__WORK REQUEST__
Transcribe the data exactly, pictures excluded.

[Records drawn from a dataset]
- - -
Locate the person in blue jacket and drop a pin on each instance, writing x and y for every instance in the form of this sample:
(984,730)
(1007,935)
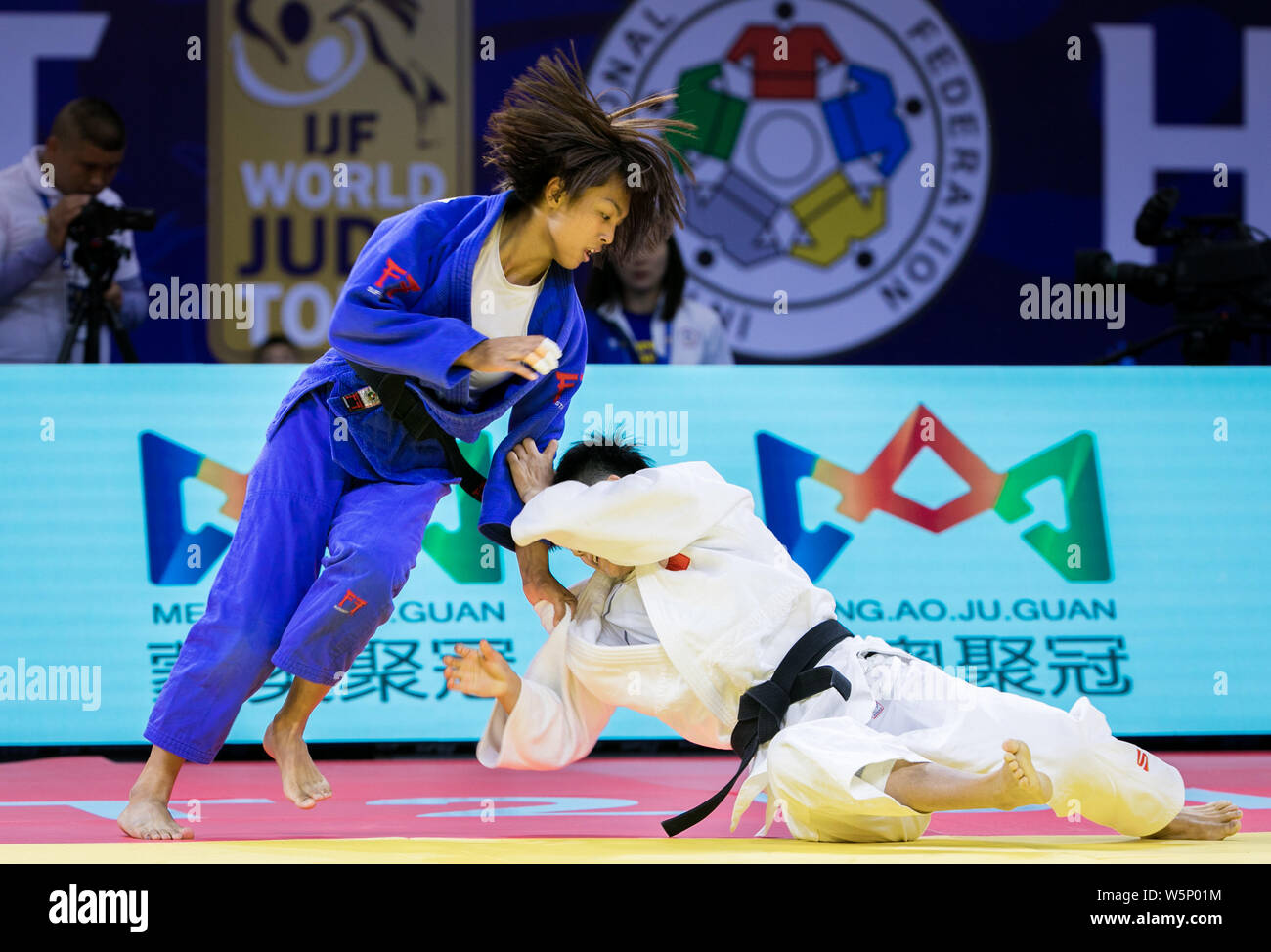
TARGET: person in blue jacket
(456,314)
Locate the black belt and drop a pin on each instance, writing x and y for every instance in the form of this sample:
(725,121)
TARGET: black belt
(406,407)
(762,712)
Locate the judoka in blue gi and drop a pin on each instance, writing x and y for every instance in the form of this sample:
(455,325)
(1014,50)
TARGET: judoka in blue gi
(457,313)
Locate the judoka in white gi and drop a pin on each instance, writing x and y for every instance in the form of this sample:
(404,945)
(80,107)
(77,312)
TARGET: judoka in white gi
(694,601)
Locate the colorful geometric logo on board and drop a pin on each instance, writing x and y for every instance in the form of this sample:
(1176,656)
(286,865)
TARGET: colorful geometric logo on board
(1078,553)
(178,555)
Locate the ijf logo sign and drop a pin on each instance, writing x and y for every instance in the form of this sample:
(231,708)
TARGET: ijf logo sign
(1079,552)
(842,156)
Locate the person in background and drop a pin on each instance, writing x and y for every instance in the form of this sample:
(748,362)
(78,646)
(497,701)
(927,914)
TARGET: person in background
(39,197)
(636,313)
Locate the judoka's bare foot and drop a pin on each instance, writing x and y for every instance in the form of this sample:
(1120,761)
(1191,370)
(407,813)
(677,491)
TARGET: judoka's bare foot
(301,782)
(1022,783)
(147,817)
(1210,821)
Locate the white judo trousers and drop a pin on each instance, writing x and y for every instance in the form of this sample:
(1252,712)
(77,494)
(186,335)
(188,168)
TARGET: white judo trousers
(724,613)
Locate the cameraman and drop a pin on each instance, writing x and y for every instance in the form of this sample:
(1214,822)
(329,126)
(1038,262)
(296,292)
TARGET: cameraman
(38,275)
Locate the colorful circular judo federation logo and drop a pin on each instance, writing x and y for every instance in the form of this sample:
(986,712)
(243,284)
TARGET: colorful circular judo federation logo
(817,122)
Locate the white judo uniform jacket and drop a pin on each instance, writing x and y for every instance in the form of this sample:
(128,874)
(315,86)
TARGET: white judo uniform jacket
(725,603)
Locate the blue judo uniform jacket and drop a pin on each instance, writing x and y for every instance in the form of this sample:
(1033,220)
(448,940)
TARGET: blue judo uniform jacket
(407,309)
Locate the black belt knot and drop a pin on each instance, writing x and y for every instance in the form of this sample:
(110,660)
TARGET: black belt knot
(763,708)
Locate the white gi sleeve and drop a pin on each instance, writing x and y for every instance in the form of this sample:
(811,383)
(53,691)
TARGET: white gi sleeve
(642,517)
(555,719)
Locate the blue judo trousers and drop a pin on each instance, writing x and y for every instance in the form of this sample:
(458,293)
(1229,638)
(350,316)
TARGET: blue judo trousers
(338,501)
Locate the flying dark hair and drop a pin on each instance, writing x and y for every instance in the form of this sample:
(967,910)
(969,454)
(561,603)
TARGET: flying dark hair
(550,125)
(605,283)
(89,119)
(595,459)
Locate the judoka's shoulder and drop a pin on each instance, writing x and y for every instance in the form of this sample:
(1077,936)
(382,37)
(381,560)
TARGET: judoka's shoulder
(695,473)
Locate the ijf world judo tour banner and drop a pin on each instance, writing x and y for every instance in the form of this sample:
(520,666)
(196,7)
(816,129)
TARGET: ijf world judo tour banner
(322,123)
(1050,532)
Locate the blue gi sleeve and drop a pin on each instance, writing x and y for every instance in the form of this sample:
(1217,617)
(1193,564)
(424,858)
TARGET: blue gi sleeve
(539,414)
(377,322)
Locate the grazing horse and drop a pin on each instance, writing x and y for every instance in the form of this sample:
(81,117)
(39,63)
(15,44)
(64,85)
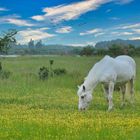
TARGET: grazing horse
(108,71)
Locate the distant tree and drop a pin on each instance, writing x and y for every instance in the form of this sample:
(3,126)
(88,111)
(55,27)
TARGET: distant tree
(87,51)
(7,40)
(115,50)
(31,44)
(39,44)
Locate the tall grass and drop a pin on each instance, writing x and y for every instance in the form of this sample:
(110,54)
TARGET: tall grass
(32,109)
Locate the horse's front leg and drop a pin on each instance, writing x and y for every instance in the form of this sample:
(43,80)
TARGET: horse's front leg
(106,91)
(110,95)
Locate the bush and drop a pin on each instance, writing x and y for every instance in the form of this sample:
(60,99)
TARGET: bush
(43,73)
(59,71)
(4,74)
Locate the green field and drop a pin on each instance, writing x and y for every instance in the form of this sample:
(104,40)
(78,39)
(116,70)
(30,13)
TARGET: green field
(31,109)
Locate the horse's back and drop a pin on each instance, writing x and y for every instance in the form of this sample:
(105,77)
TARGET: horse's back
(121,68)
(127,61)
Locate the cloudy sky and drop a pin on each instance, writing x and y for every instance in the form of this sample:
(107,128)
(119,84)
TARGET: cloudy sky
(76,22)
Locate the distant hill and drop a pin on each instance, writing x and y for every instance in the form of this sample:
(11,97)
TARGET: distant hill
(106,44)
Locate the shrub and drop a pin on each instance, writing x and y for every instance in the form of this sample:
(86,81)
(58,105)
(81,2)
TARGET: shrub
(59,71)
(43,73)
(4,74)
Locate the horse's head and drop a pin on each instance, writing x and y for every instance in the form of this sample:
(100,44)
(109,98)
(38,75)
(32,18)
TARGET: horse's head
(85,97)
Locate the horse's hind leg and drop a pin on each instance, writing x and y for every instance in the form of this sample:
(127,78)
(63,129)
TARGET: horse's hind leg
(110,95)
(123,88)
(106,91)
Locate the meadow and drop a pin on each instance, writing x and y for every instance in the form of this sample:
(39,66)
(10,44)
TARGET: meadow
(32,109)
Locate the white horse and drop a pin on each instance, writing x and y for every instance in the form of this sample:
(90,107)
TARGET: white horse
(108,71)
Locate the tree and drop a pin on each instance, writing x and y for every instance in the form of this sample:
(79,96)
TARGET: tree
(7,41)
(87,51)
(115,50)
(39,44)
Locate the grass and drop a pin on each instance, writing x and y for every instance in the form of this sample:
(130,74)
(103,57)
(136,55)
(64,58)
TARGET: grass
(31,109)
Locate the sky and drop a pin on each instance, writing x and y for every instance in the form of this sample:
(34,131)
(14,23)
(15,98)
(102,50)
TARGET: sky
(71,22)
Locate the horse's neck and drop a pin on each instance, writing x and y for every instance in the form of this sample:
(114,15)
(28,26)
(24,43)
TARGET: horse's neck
(90,84)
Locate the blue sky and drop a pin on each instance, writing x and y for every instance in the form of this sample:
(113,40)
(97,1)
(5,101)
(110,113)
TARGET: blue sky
(73,22)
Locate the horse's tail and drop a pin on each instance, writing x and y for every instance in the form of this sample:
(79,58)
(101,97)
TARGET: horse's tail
(128,90)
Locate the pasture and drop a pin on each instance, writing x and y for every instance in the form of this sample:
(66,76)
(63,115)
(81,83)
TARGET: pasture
(31,109)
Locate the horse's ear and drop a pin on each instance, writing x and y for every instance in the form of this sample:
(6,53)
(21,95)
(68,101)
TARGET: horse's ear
(84,88)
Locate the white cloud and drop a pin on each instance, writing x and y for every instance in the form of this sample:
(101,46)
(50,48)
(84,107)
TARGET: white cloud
(99,34)
(69,12)
(108,10)
(93,31)
(121,33)
(124,1)
(136,31)
(3,9)
(130,26)
(16,20)
(24,36)
(65,29)
(134,38)
(115,18)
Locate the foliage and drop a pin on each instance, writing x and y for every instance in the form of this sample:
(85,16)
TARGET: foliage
(87,51)
(59,71)
(35,110)
(4,74)
(7,40)
(39,44)
(31,44)
(43,73)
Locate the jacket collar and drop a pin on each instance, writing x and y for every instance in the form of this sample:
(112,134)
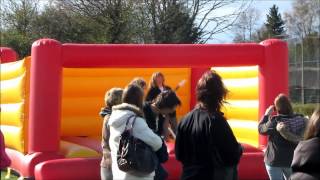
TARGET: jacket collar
- - -
__ANSWER AREA__
Locate the person in blue jacket and drop a pin on each instance, writing x and y for every instance in the form of this sample:
(984,730)
(1007,935)
TARGET: person in blue jacket
(456,314)
Locate the black belt and drop a pin on each instance, writing x and y for every instance in the form of this sample:
(725,121)
TARGET: black belt
(406,407)
(762,712)
Locate the judoka in blue gi and drop a pin on each instance, writing x and y for every instance in the form of this sample:
(455,325)
(1014,50)
TARGET: judoka in blue gi
(457,313)
Locate the judoka in white gi and drop a pin on each instance, writing x and y for every instance in the form of this sample:
(404,945)
(80,107)
(77,312)
TARGET: judoka in white gi
(694,601)
Locate the colorful geometric logo on board and drop a pin on each instance, writing x and y for every instance in the form of this sample:
(1176,656)
(286,865)
TARGET: colorful geometric logo on board
(1078,553)
(178,555)
Locate the ijf logo sign and drop a pin on each instance, writing x and y for every instance in the form of this sample:
(231,708)
TARGET: ijf logo sign
(1079,552)
(842,156)
Locate the person in background and drop a pin on each instance, writing x and y for every instance in the form of this sample:
(748,362)
(78,646)
(497,701)
(927,914)
TARGET: person in background
(39,197)
(636,313)
Locate the judoka's bare foot and drop a pin on each instance, writing x and y for every instance in the form of this sample:
(1120,761)
(1191,370)
(407,813)
(677,491)
TARGET: judoka's bare foot
(301,782)
(1022,783)
(147,817)
(1210,821)
Locate the white judo trousers and drop a pin on each instance, writing x and y for every instance in the form of this sample:
(1252,712)
(77,494)
(186,335)
(188,168)
TARGET: white judo trousers
(724,613)
Locate the cameraman and drop a pin on each instance, writing x and y for every instance in the form of this sample:
(1214,822)
(329,126)
(1038,262)
(296,292)
TARGET: cameraman
(38,275)
Locate the colorful circular judo federation logo and drop a pin on each instance, writing x and y for every instance in the form of this sample:
(986,712)
(243,284)
TARGET: colorful circular judo federation logo
(817,122)
Locate the white judo uniform jacket and drop a pin on each instance, writing x and y for every instance in the form of this sample:
(128,874)
(315,86)
TARGET: white judo uniform jacket
(725,603)
Locate the blue judo uniform jacket and drop a pin on each instance, writing x and y for every instance in the form of this sample:
(1033,220)
(448,940)
TARGET: blue judo uniform jacket
(407,309)
Locate the black belt knot and drop a pin on each instance, writing x and y for every instance in the form of this sample:
(110,660)
TARGET: black belt knot
(763,708)
Locate the white gi sleeve and drop a pin on each instance, writing x and y for every instance in the form of this sample:
(811,383)
(53,691)
TARGET: white gi sleeve
(642,517)
(555,719)
Locate the blue judo trousers and drop a pin on each instance, writing x and y for every instance in the form of this sample:
(458,293)
(1229,638)
(350,316)
TARGET: blue judo trousers
(338,501)
Locate the flying dark hair and drop a pin on each instance, writing x and y for every instance in the form of this sample:
(967,910)
(969,454)
(561,603)
TARGET: flying dark hair
(550,125)
(605,283)
(89,119)
(595,459)
Locate the judoka's shoulder and drop a pin on each instance, writing x and y for every instance in the form of this sample:
(1077,936)
(382,37)
(381,560)
TARGET: judoka's shoulder
(695,473)
Locate the ijf world judo tour banner and drop a pin on each instance, writing x and y for every instance in the form of this sample:
(520,666)
(196,7)
(816,129)
TARGET: ijf world judo tour banner
(322,123)
(1050,532)
Locate the blue gi sleeve and drop a pin on each instance, writing x and y for every instance in the form of this sample:
(1217,617)
(1193,564)
(424,858)
TARGET: blue gi sleeve
(539,414)
(377,322)
Locate the grazing horse and drop a pin on each instance, writing x and y for every instance in the form of this sample:
(81,117)
(39,63)
(15,44)
(64,85)
TARGET: grazing horse
(108,71)
Locate the distant tree and drop a pin on each instance, writing x and y for every instance in the form of this sample:
(3,126)
(88,111)
(55,27)
TARGET: distant tree
(87,51)
(7,40)
(115,50)
(31,44)
(39,44)
Locate the tall grass and drop a pin on each instance, writing x and y for every instance in the form of this sample:
(110,54)
TARGET: tall grass
(32,109)
Locate the horse's front leg and drop a pin on each instance, writing x and y for every instance in the form of this sample:
(43,80)
TARGET: horse's front leg
(106,91)
(110,95)
Locate the bush and drop a pin on each instance, writing x and y for every instance in the form of this sample:
(60,99)
TARGET: bush
(43,73)
(59,71)
(4,74)
Locate the green field and drop a pin on each instance, writing x and y for every instance in the form of this sample:
(104,40)
(78,39)
(116,70)
(30,13)
TARGET: green field
(31,109)
Locate the horse's back and drop a pin on each instance, writing x and y for every instance in the form of this sample:
(105,77)
TARGET: horse's back
(121,68)
(127,61)
Locate the cloudy sky and drop a pin on each instance, writing x and y for every instance in the form of this sample:
(107,128)
(119,84)
TARGET: cloudy sky
(76,22)
Locate the distant hill and drop a pin on each instance, writing x and y for every instance in the form of this sample:
(11,97)
TARGET: distant hill
(106,44)
Locate the shrub and drop a pin on each instance, writing x and y for every instance in the form of this sample:
(86,81)
(58,105)
(81,2)
TARGET: shrub
(59,71)
(43,73)
(4,74)
Locate the horse's head and drop a pin on each instance, writing x and y for every instance in the form of this sample:
(100,44)
(109,98)
(38,75)
(32,18)
TARGET: horse's head
(85,97)
Locate the horse's hind leg and drop a pin on each instance, writing x and y for every instance in the form of this sample:
(127,78)
(63,129)
TARGET: horse's hind leg
(110,95)
(123,88)
(106,91)
Locate the meadow and drop a pin on each instance, writing x and y for every instance in the form of this sample:
(39,66)
(10,44)
TARGET: meadow
(32,109)
Locate the white horse and drop a pin on each instance, writing x and y for every instance in the form of this sample:
(90,107)
TARGET: white horse
(108,71)
Locate the tree and drop a pin on each instance, writing x and y for every instance in the form of this sample:
(79,96)
TARGET: tree
(7,41)
(87,51)
(115,50)
(39,44)
Locate the grass and drop a pin on each instance, writing x and y for every instance in the form of this sample:
(130,74)
(103,57)
(136,55)
(64,58)
TARGET: grass
(31,109)
Locate the sky and drop a pin on each instance, writing x and y for every instance in the form of this sample:
(34,131)
(14,23)
(15,98)
(102,50)
TARGET: sky
(71,22)
Locate the horse's neck and drop a pin on each instance, writing x and y for every instance in the form of this sample:
(114,15)
(28,26)
(24,43)
TARGET: horse's neck
(90,84)
Locate the blue sky and drop a pin on each instance, writing x and y for every instance in the form of this sample:
(113,40)
(97,1)
(5,101)
(110,113)
TARGET: blue sky
(73,22)
Locate the horse's tail and drop a pin on each instance, writing x and y for every instance in the form of this sample:
(79,58)
(101,97)
TARGET: horse's tail
(128,90)
Locate the pasture and drop a pin on each instance, writing x and y for every instance in the form of this sample:
(66,76)
(63,115)
(81,83)
TARGET: pasture
(31,109)
Locate the horse's ear and drop a pin on each instance, writing x and y for every instance in the form of this sample:
(6,53)
(21,95)
(68,101)
TARGET: horse's ear
(84,88)
Locate the white cloud and drop a pin on each instance, writing x and y for every instance in the form of this sample:
(101,46)
(50,48)
(84,107)
TARGET: white cloud
(99,34)
(69,12)
(108,10)
(93,31)
(121,33)
(124,1)
(136,31)
(3,9)
(130,26)
(16,20)
(24,36)
(65,29)
(134,38)
(115,18)
Locate the foliage and drop a pin on each instance, writing x and y for every instance in the form of this sample:
(85,16)
TARGET: foliage
(87,51)
(59,71)
(35,110)
(4,74)
(7,40)
(39,44)
(31,44)
(43,73)
Locate the jacket collar and drop a pin on each instance, writing x and y for every instance in the form of this sample:
(112,134)
TARGET: jacket collar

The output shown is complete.